Stated problem: Repeat the whole listing exactly.

- - - - - - -

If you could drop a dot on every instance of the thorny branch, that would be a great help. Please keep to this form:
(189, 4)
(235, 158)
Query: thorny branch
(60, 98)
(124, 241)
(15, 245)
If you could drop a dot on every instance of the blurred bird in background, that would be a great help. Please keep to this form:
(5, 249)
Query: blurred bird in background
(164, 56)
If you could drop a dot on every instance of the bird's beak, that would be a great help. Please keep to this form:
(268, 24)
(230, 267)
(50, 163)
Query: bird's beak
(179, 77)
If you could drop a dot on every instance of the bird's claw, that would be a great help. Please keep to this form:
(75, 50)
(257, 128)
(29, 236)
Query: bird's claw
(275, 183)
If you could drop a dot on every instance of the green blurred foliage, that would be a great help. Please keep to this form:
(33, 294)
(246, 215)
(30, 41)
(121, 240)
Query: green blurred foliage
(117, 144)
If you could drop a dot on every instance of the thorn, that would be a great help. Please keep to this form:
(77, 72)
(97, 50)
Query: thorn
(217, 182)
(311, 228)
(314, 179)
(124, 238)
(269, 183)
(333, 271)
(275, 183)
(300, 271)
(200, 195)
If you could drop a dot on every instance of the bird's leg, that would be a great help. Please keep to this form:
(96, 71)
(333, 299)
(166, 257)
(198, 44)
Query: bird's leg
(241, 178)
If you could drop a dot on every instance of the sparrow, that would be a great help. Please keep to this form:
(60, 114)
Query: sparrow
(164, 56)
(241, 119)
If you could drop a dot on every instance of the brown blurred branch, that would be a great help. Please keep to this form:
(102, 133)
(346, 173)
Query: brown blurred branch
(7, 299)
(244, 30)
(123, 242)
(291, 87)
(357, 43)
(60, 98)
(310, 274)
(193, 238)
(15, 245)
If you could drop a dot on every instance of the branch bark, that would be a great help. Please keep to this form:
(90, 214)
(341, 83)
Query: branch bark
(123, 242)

- - - - - - -

Written response:
If you could drop a dot on every instance of the thorny branch, that would be a great help. Please keep to this form:
(189, 4)
(235, 158)
Query: thorny branch
(60, 98)
(124, 241)
(15, 245)
If you could drop a dot on every instance of the blurred bird in background, that would be a great help. Please keep to this form:
(5, 249)
Query: blurred bird in background
(164, 56)
If you could drop a dot on every instance of the bird's beak, that would be a great help. Please keep to this form:
(268, 24)
(230, 267)
(50, 163)
Query: bird's beak
(179, 77)
If you could drop a dot on every instance of the bird's claw, that would be a great help. Please keep to this form:
(75, 50)
(257, 128)
(29, 236)
Query: bird's claw
(275, 183)
If you could drop a dot on every instance of the green blurred foliage, that would be a great help. Please keep to this form:
(33, 294)
(246, 215)
(30, 41)
(121, 240)
Query: green blurred foliage
(117, 144)
If you could drop a dot on every instance of the thorn, that would be a great help. Please keep to this form:
(77, 72)
(97, 50)
Query: thorn
(217, 182)
(311, 228)
(314, 179)
(124, 238)
(269, 183)
(333, 271)
(275, 183)
(300, 271)
(200, 195)
If you could drop a dot on every instance of the bird's leg, that would be a great help. Please keep to this form:
(96, 71)
(333, 299)
(166, 257)
(198, 44)
Query: bird's leg
(241, 178)
If you could drop a dot on every instance of the sparrow, that would be a great help. Please keep to this form:
(60, 114)
Query: sparrow
(164, 56)
(241, 119)
If you could drop a dot on every instance of the brown blurred branch, that would be a great help. Please keep to this form:
(102, 133)
(346, 173)
Query: brown blurred branch
(7, 299)
(244, 30)
(123, 242)
(291, 87)
(357, 43)
(60, 98)
(310, 274)
(193, 238)
(15, 245)
If you could drop a dot on every instance of the branch bark, that would be a great help. Please keep to this form:
(90, 214)
(341, 83)
Query: branch bark
(123, 242)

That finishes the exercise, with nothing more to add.